*EXTRAIT CHOISI*

_ _ _ _

November road (Lou Berney)

[...] Le crime du siècle, ni plus ni moins.

Après Octobre, il était assez logique que l'on s'attaque à November road.
Mais cessons-là ces plaisanteries calendaires car les deux bouquins n'ont rien d'autre en commun (si tout de même : ce sont tous deux des 'premiers romans').
Donc petit coup de cœur pour ce roman noir : November road de Lou Berney.
Texas novembre 1963, Kennedy vient de se faire assassiner.
Un malfrat de La Nouvelle Orléans, Franck Guidry venait de ‘livrer’ une voiture à Dallas, juste au coin de Dealey Plazza.
Il comprend vite qu’il a tout intérêt à fuir rapidement s’il ne veut pas finir comme Lee Harvey Oswald.
Franck s’est visiblement [...] fourré dans un tel pétrin. Le crime du siècle, ni plus ni moins.
[...] Mardi matin. 9 heures. Guidry avait survécu une nuit de plus. C’était comme cela qu’il mesurait la marche du progrès, désormais.
Sur sa route, il croisera celle de Charlotte, ses deux filles et leur chien.
Novembre n’est pas le mois d’automne préféré de Charlotte : elle vient de quitter son mari et la petite vie étriquée qui était la sienne, [...] aussi saine et ennuyeuse qu’un champ de maïs.
[...] Charlotte aspirait à vivre dans un endroit où le passé et le futur n’étaient pas aussi difficiles à distinguer. 
La culture US déborde de road movies et de road novels, au point que toutes ces road stories font désormais partie du paysage littéraire tout comme les routes elles-mêmes font partie du paysage tout court. Alors une fois de plus ?

_ _ _ _

*CONSIGNE*
Recopiez mot pour mot le passage de l'extrait sur November road qui va de « Mais cessons-là ces » jusqu'à « de Dealey Plazza. ».

(Une suite de données)
_ _ _ _

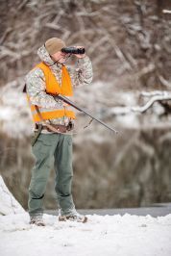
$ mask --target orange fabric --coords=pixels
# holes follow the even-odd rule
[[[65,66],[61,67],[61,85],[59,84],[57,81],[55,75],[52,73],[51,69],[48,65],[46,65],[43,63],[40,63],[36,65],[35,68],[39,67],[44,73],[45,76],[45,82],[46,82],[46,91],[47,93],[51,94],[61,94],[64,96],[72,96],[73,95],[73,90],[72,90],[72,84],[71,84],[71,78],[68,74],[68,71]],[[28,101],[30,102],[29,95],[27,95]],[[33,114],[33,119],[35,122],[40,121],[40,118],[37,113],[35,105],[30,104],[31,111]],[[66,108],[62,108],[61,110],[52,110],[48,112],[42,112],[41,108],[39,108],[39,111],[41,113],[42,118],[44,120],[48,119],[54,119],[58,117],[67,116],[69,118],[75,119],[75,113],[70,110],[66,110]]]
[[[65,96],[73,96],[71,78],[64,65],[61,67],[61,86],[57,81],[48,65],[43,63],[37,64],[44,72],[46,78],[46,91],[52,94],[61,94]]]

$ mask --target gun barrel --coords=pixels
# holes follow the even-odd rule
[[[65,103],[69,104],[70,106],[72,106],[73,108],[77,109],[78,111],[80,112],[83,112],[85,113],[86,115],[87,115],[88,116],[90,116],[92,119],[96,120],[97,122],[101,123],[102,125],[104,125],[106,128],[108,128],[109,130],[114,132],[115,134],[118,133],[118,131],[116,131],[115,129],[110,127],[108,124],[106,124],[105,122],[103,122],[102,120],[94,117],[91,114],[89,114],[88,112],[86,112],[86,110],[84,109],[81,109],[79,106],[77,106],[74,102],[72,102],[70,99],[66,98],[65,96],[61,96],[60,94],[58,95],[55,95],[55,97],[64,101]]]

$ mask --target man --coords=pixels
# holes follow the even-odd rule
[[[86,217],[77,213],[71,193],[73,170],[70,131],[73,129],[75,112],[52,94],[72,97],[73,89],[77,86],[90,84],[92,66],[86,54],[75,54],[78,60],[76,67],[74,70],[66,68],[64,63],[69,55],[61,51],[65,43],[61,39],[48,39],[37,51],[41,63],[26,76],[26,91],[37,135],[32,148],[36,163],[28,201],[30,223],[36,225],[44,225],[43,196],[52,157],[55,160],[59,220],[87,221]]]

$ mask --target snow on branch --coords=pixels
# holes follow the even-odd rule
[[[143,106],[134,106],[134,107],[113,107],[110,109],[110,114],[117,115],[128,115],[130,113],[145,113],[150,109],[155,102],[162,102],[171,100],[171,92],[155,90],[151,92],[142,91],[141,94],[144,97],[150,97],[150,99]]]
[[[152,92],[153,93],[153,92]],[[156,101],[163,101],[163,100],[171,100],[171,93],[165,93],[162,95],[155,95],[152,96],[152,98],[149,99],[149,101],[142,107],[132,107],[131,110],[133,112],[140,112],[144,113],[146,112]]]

_ _ _ _

*RÉPONSE ATTENDUE*
Mais cessons-là ces plaisanteries calendaires car les deux bouquins n'ont rien d'autre en commun (si tout de même : ce sont tous deux des 'premiers romans').
Donc petit coup de cœur pour ce roman noir : November road de Lou Berney.
Texas novembre 1963, Kennedy vient de se faire assassiner.
Un malfrat de La Nouvelle Orléans, Franck Guidry venait de ‘livrer’ une voiture à Dallas, juste au coin de Dealey Plazza.